Work order. Copy every line of the material exactly as it stands.
.....
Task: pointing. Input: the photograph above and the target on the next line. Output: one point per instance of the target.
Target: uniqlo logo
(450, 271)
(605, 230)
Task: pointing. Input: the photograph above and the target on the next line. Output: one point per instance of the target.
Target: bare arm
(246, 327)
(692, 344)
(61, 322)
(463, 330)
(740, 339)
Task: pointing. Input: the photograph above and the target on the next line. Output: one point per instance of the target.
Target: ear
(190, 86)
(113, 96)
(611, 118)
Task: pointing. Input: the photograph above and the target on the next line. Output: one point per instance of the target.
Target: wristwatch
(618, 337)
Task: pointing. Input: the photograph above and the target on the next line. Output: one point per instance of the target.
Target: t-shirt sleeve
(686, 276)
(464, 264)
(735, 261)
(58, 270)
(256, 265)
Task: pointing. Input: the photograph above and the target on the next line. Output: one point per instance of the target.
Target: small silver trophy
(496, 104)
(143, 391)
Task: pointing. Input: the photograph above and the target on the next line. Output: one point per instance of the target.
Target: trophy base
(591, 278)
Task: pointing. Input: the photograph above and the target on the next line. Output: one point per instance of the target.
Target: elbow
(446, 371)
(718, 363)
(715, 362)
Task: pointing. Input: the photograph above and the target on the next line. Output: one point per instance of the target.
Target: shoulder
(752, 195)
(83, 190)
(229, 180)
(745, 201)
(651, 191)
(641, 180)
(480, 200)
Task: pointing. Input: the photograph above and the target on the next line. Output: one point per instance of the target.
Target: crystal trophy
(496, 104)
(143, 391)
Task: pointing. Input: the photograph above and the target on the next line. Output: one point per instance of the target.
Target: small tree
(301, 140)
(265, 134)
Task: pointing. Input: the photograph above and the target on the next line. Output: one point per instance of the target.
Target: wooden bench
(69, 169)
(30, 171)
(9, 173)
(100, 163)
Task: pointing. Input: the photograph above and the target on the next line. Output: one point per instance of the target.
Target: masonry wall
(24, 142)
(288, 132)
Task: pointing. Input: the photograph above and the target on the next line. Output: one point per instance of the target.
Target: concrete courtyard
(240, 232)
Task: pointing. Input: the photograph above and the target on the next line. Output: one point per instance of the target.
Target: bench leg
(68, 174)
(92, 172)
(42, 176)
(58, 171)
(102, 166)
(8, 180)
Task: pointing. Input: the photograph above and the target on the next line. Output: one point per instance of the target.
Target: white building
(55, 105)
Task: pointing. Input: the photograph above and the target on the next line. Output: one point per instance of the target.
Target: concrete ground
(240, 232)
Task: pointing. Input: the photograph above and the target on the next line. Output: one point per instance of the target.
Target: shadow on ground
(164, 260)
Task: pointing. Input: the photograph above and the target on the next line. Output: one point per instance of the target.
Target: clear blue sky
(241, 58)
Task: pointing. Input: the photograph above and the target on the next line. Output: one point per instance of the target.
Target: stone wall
.....
Response area.
Task: pointing. Input: the photograph above and the target on the next line. Output: one point per instance of the target.
Target: uniqlo logo
(450, 271)
(605, 230)
Task: pointing. Input: the photograph above and the target on the next line. Output: one point per instance of the target.
Target: bare arm
(246, 327)
(692, 344)
(61, 322)
(463, 330)
(740, 339)
Task: pointing. Input: the photograph above and the target on the next line. Output: one point per instance of the target.
Target: ear
(190, 86)
(113, 96)
(611, 118)
Task: pointing. Input: the photograph above and the target on the next line. Output: one point per instance of the target.
Target: wristwatch
(618, 337)
Task: pointing. Input: the photograph above and the target on the next line. Output: one point per instance of the target.
Target: t-shirt sleeve
(686, 276)
(464, 264)
(735, 261)
(58, 270)
(256, 265)
Task: pointing. Input: the photograph above and the target on the next line. Output: one point per instance of the target.
Target: small silver trophy
(496, 104)
(143, 391)
Task: pointing. Input: the photograph above and the target on the next line. Output: one point per instance of the target.
Target: trophy base
(591, 278)
Task: pointing. Input: the photograph above and the target on the next line. Output: one point per instance of the target.
Target: elbow
(446, 371)
(718, 363)
(715, 362)
Task: pointing. Input: the photograph above and the target on the next line. Output: one point per instance of the target.
Target: shoulder
(752, 195)
(83, 190)
(229, 180)
(745, 201)
(651, 191)
(641, 180)
(480, 200)
Task: pointing. Input: the photograph above and the target on the next line. Output: one point per instance of the target.
Target: crystal trophy
(496, 104)
(143, 391)
Task: pointing. Input: the photograph above and the target on the next line. Output: one point per instance of the target.
Target: small tree
(301, 140)
(265, 134)
Task: pointing. Input: the photograph above and the target on the next line. Output: one point per instance of the target.
Target: wooden bench
(69, 169)
(30, 171)
(9, 173)
(100, 163)
Task: pointing. Input: the photograph above and the target on the next line. Output: one point per instance of the target.
Target: masonry wall
(24, 142)
(288, 132)
Task: pointing. Input: the photograph above and the target on the next line. Output: one point per instance of the target.
Target: concrete courtyard
(240, 232)
Task: pointing. Input: the photograph above and the target on the next line. Output: one point per instance of the target.
Target: bench leg
(68, 174)
(92, 172)
(42, 176)
(58, 171)
(102, 166)
(8, 180)
Task: pointing. Input: the photograph above and the target on the next line. Output: one point per instance of the target.
Target: white building
(55, 105)
Task: pointing. Input: the photograph above and the target on the next line. Output: one point per instance of the target.
Target: concrete ground
(240, 232)
Task: pointing. Input: the photograph above and the target on the next line. Output: one point per instance of the target.
Target: shadow on ground
(164, 260)
Task: pointing. Input: the photograph above and the target on the next line. Output: one point per instance of the target.
Target: clear blue sky
(241, 58)
Task: pointing. Input: the photograph above and the target on the next line. Output: one point per instance of the target.
Target: stone wall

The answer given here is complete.